Put every line of the listing below into a numbered list, skipping blank lines, and leave the pictures out of your answer.
+ + + + + + +
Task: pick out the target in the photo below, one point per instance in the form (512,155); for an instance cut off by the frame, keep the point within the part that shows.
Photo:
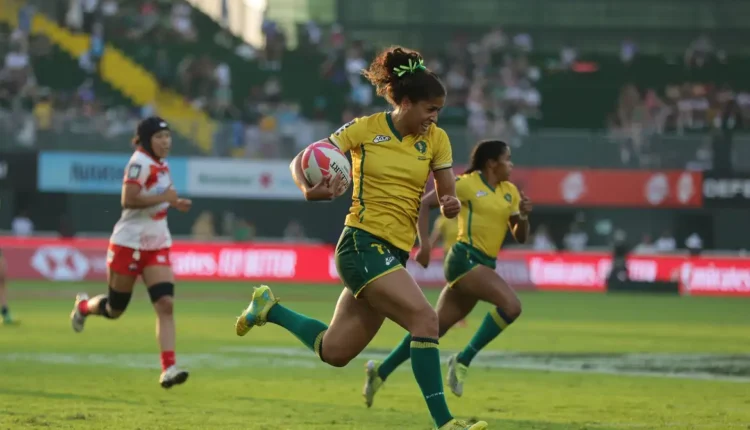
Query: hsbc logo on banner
(726,191)
(60,263)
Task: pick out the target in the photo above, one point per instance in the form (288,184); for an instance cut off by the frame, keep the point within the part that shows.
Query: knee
(164,306)
(424,323)
(114,305)
(162,297)
(511,310)
(336,358)
(114,313)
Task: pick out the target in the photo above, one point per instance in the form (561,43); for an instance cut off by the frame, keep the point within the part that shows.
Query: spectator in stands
(22,226)
(90,10)
(694,244)
(294,232)
(646,245)
(666,242)
(568,56)
(244,231)
(699,52)
(182,23)
(74,17)
(65,228)
(576,239)
(657,111)
(542,240)
(17,67)
(628,51)
(203,227)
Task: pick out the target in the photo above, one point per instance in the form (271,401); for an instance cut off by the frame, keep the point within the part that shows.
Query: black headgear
(146,129)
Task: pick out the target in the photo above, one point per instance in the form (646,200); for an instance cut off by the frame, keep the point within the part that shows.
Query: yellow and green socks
(425,362)
(494,323)
(309,331)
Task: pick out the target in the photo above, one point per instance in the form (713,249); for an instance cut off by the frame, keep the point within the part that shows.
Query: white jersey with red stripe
(145,229)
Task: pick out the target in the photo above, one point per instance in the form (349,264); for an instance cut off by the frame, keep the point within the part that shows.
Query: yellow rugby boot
(256,312)
(463,425)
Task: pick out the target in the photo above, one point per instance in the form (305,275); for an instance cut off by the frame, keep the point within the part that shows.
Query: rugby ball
(322,159)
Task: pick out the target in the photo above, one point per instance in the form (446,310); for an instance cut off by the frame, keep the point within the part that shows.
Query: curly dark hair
(416,85)
(485,151)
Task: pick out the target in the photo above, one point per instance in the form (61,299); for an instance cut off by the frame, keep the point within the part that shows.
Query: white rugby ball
(323,159)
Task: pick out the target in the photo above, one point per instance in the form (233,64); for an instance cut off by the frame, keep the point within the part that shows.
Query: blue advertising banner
(91,173)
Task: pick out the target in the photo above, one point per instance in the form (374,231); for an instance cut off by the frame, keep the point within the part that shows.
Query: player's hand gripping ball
(323,164)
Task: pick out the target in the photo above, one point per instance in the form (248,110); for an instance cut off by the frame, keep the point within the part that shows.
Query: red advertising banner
(613,188)
(85,259)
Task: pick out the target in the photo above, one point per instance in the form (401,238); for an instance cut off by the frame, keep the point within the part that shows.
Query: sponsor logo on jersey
(380,138)
(344,127)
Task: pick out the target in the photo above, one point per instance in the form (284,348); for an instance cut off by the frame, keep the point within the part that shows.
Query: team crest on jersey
(134,171)
(421,146)
(380,138)
(344,127)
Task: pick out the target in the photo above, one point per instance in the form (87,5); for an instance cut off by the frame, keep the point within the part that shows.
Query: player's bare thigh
(353,326)
(398,297)
(486,285)
(453,306)
(159,275)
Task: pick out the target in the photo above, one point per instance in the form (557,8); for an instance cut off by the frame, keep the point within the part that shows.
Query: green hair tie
(411,68)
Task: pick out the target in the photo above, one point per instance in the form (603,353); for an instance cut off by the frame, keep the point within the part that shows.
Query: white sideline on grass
(686,366)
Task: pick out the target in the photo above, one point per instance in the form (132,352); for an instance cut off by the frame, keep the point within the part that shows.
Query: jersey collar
(485,182)
(395,132)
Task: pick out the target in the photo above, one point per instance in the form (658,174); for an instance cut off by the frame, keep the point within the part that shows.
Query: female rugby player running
(392,156)
(139,245)
(489,206)
(4,311)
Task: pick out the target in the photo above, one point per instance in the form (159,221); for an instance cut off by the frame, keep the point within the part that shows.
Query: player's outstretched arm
(519,223)
(327,189)
(131,197)
(429,201)
(445,185)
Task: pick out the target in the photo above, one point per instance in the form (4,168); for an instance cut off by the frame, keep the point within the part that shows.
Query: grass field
(573,361)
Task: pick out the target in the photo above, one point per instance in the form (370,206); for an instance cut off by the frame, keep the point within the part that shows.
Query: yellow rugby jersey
(448,228)
(389,173)
(485,212)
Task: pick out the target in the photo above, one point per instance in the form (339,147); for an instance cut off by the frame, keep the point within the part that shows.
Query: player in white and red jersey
(140,243)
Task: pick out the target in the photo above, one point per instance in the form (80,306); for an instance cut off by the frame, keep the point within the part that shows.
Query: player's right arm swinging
(325,190)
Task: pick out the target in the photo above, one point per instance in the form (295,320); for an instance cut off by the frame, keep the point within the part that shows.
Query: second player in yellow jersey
(490,206)
(393,154)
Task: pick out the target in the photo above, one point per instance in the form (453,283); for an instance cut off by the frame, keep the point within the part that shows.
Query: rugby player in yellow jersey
(490,205)
(392,156)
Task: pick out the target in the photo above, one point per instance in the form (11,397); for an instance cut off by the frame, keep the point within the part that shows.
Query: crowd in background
(492,83)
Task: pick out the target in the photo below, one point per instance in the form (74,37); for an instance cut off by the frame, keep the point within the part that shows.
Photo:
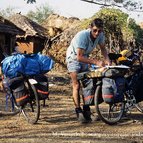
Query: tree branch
(92,1)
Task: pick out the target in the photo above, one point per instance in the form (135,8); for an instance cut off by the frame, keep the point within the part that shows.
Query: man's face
(95,31)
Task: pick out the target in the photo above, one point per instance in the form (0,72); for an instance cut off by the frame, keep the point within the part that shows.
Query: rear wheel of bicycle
(108,113)
(139,106)
(7,105)
(31,110)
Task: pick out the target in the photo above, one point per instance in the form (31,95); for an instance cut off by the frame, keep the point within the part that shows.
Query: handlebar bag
(19,91)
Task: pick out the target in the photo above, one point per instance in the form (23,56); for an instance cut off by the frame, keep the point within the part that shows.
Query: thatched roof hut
(35,35)
(8,32)
(8,27)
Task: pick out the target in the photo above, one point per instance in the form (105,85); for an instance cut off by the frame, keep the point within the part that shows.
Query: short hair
(97,22)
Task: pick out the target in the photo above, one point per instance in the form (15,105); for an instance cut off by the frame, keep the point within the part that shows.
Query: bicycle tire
(139,106)
(31,110)
(109,113)
(8,106)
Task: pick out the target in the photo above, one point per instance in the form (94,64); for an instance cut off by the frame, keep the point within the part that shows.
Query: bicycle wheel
(139,106)
(7,105)
(108,113)
(31,110)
+ + + + + + +
### Result for this exercise
1. Task: pick out the target in the photo below, one point per instance in the form (512,155); for an instance cut off by the frame, keep the point within the part that shows.
2. Photo:
3. Query: hsbc logo on banner
4. (726,191)
5. (60,263)
6. Task: pick out the target in the photo above, one point per instance in the form (288,184); for an instance cut off by the frame, keep the point within the part that shows.
7. Query: knee
8. (164,306)
9. (424,323)
10. (114,305)
11. (162,297)
12. (511,310)
13. (336,358)
14. (114,313)
15. Task: pick out the target in the photo above, one point per instance in the form (561,43); for an instance cut off by the frame, keep the point within the part that shows.
16. Query: spectator in stands
17. (22,226)
18. (90,10)
19. (694,244)
20. (294,232)
21. (646,245)
22. (666,242)
23. (568,56)
24. (244,231)
25. (699,52)
26. (182,23)
27. (74,17)
28. (65,228)
29. (576,239)
30. (657,111)
31. (542,240)
32. (17,67)
33. (628,51)
34. (203,227)
35. Task: pick out the target in the photo above, one point per instance in the form (271,401); for an instance cut off by the frame, keep the point within the part that shows.
36. Query: black headgear
37. (146,129)
38. Task: pick out the target in the photo above, one point per instance in the form (646,200); for an instance cut off by the frame, keep the point within the part that shows.
39. Query: yellow and green socks
40. (425,362)
41. (494,323)
42. (309,331)
43. Task: pick out the target in the photo above, one point per instance in the form (713,249); for an instance cut off by the frame, keep the point within the part that shows.
44. Query: white jersey with red stripe
45. (145,229)
46. Task: pick out the target in the photo above, one point per instance in the form (349,264); for an instance cut off by the frame, keep the point within the part that shows.
47. Query: yellow rugby boot
48. (256,312)
49. (463,425)
50. Task: pick out the target in the photo above, one point per instance in the form (305,275); for an instance cut off by the frame, keep the point within the part that shows.
51. Query: rugby ball
52. (322,159)
53. Task: pick out the target in the photo above, one point per instance in the form (446,310); for an instance cut off by the frame, keep the point within the part that shows.
54. Query: curly dark hair
55. (416,85)
56. (485,151)
57. Task: pick out the target in the photo above, one point per instance in the form (61,299); for an instance cut off by the frame, keep the point within the part that shows.
58. Query: white rugby ball
59. (323,159)
60. Task: pick out the target in the photo above, one point per instance in the form (233,64); for an instance cut off by the frame, keep the point within the part that shows.
61. Query: blue advertising banner
62. (91,173)
63. Task: pick out the target in the photo above, one point per instance in the form (374,231); for an instance cut off by the frame, keep the point within the part that shows.
64. Query: player's hand gripping ball
65. (323,164)
66. Task: pick out the target in the photo above, one point per instance in the form (248,110); for an instance cut off by the frame, keep the point within the part that shows.
67. Query: red advertising banner
68. (613,188)
69. (85,259)
70. Task: pick out the target in the photo above, one point per instance in the form (401,238); for an instance cut off by the frame, keep the point within the part that shows.
71. Query: sponsor logo on jersey
72. (380,138)
73. (344,127)
74. Task: pick out the target in the photo above, one point per instance in the form (284,348); for an instance cut off by the frame, keep the point within the part that shows.
75. Query: team crest on jersey
76. (134,171)
77. (421,146)
78. (380,138)
79. (344,127)
80. Task: pick out the target in the photo above, one point per instance in the form (87,5); for an instance cut off by the frame, keep the point within the part that shows.
81. Query: player's bare thigh
82. (353,326)
83. (398,297)
84. (486,285)
85. (453,306)
86. (159,275)
87. Task: pick out the target in the photo above, one point per instance in the form (557,8); for an instance cut off by the frame, keep the point within the part that shows.
88. Query: green hair tie
89. (411,68)
90. Task: pick out the target in the photo above, one point per instance in the form (603,353); for an instance cut off by the frame, keep the point within the part that shows.
91. Query: white sideline on grass
92. (686,366)
93. Task: pick out the target in the photo above, one point per instance in the form (132,352); for an instance cut off by the frame, keep the point within the part that shows.
94. Query: jersey collar
95. (485,182)
96. (395,132)
97. Task: pick out the target in the photo above, one point per instance in the form (658,174); for an instance cut off by the frame, keep the point within the part that shows.
98. Query: female rugby player running
99. (392,156)
100. (139,245)
101. (489,206)
102. (4,311)
103. Task: pick out the target in the photo above, one point per instance in the form (159,221); for an instance cut off by the frame, keep the point within the part that shows.
104. Query: player's outstretched arm
105. (519,223)
106. (327,189)
107. (131,197)
108. (429,201)
109. (445,185)
110. Task: pick out the target in the photo above, one point per instance in the form (4,168); for an instance cut off by the frame, keep the point within the part that shows.
111. Query: grass field
112. (573,361)
113. Task: pick out the target in the photo above, one point per instance in the form (370,206); for an instance cut off by the frame, keep the point within the part that shows.
114. Query: yellow rugby jersey
115. (448,228)
116. (389,173)
117. (485,212)
118. Task: pick out the target in the photo above, one point per instance in the form (339,147); for an instance cut off by the frame, keep the point within the part that shows.
119. Query: player in white and red jersey
120. (140,243)
121. Task: pick out the target in the photo above, one point per instance in the form (80,306); for an instance cut off by the frame, keep the point within the part that shows.
122. Query: player's right arm swinging
123. (325,190)
124. Task: pick out the target in the photo above, one point per instance in the form (295,320); for an instance cut off by the frame, keep the point within the part that shows.
125. Query: second player in yellow jersey
126. (490,206)
127. (393,154)
128. Task: pick out the target in the photo above, one point per instance in the form (453,283); for an instance cut off by the frame, keep the point within the part that shows.
129. Query: rugby player in yellow jersey
130. (490,205)
131. (392,156)
132. Task: pick out the target in the photo above, one point per instance in the form (11,397); for an instance cut off by the frame, keep the point within the part that shows.
133. Query: crowd in background
134. (492,83)
135. Task: pick out the target in the photo below, one point per instance in the form (74,37); for an instance cut off by the frame, keep the point within the part that shows.
136. Photo:
137. Query: tree branch
138. (92,1)
139. Task: pick out the target in the photo above, one point per instance in the form (135,8); for an instance cut off by the frame, keep the point within the part that shows.
140. Query: man's face
141. (95,31)
142. Task: pick out the target in the photo above, one point per instance in the form (0,72); for an instance cut off by the frame, keep the point within the part that shows.
143. Query: rear wheel of bicycle
144. (108,113)
145. (139,106)
146. (7,105)
147. (31,110)
148. Task: pick out the target in the photo above, one point per instance in the form (31,95); for an instance cut off by the frame, keep the point within the part that shows.
149. Query: handlebar bag
150. (19,91)
151. Task: pick out the target in the photo above, one point per instance in the form (23,56); for an instance cut off by the frame, keep the point within the part that shows.
152. Query: thatched roof hut
153. (35,35)
154. (8,32)
155. (8,27)
156. Task: pick out the target in the photo above, one point per instance in the form (105,85); for an instance cut off by the frame, keep the point within the part that shows.
157. Query: short hair
158. (97,22)
159. Task: pick out the target in the photo above, one point per instance in the form (15,105); for an instance cut off by the frame, keep the point within the part that shows.
160. Query: bicycle tire
161. (139,106)
162. (31,110)
163. (109,113)
164. (8,106)
165. Task: pick out the target in the photo above, one point per instance in the form (94,64); for an instance cut off by the frame, keep the point within the part that shows.
166. Query: bicycle wheel
167. (139,106)
168. (7,105)
169. (108,113)
170. (31,110)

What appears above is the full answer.